◆ **Directive**: Gather every line in the rows below that contains the word "instance", and copy each of those lines in full. Case counts when matching.

# START OF Data for this exercise

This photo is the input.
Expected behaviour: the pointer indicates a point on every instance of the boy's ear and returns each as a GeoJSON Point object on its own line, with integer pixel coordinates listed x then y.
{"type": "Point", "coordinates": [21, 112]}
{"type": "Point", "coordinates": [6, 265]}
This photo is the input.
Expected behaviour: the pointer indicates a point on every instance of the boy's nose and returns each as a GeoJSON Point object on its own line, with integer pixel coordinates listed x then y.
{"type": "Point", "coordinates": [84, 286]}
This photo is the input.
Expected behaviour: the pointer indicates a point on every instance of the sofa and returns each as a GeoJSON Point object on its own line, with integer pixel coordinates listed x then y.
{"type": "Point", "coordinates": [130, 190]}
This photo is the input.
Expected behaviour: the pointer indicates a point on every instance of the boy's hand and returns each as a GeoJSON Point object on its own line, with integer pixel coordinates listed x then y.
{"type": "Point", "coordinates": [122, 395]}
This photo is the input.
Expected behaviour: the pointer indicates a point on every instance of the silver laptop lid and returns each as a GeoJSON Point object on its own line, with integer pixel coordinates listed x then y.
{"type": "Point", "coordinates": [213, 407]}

# END OF Data for this exercise
# START OF Data for this exercise

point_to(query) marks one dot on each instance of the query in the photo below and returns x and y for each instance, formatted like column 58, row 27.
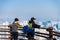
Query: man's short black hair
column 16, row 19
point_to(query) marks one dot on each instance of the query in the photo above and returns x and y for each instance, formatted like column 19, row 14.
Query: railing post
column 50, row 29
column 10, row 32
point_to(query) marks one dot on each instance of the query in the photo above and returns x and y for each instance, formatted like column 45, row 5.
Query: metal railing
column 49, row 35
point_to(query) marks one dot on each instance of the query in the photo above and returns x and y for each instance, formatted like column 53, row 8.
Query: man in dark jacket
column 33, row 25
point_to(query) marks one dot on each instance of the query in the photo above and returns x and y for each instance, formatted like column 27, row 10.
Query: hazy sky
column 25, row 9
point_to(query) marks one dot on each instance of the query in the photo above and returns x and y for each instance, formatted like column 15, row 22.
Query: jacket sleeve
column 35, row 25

# END OF Data for this exercise

◆ **Response to the exercise**:
Expected behaviour: the pointer indicates a point on every instance of the boy's ear and returns each as a GeoJSON Point object on its own line, with integer pixel coordinates listed x then y.
Expected behaviour: the pointer indicates a point on every instance of the boy's nose and returns each as a GeoJSON Point object on its own line, with integer pixel coordinates listed x then y.
Expected behaviour: the pointer indicates a point on every instance of the sofa and returns each as a GeoJSON Point object on its own line, with integer pixel coordinates listed x then y.
Expected behaviour: the pointer indicates a point on every instance of the boy's hand and returns each as a GeoJSON Point object on its own line, with integer pixel coordinates listed x then y.
Expected behaviour: the pointer indicates a point on every instance of the silver laptop lid and returns each as a GeoJSON Point object on its own line, with integer pixel coordinates listed x then y.
point_to(query) marks one dot on each instance of the query in the photo below and returns x and y for each instance, formatted like column 58, row 27.
point_to(query) marks one dot on each instance of the query in the photo above and returns x and y for each instance, formatted like column 19, row 14.
point_to(query) marks one dot on each instance of the query in the photo above and returns x and y for each instance, formatted like column 45, row 5.
point_to(query) marks one dot on each instance of the query in the photo above and returns x and y for each instance, formatted like column 53, row 8.
point_to(query) marks one dot on each instance of the query in the photo above and returns x and y for each instance, formatted like column 27, row 10.
point_to(query) marks one dot on each instance of the query in the photo above and returns x and y for each instance, formatted like column 15, row 22.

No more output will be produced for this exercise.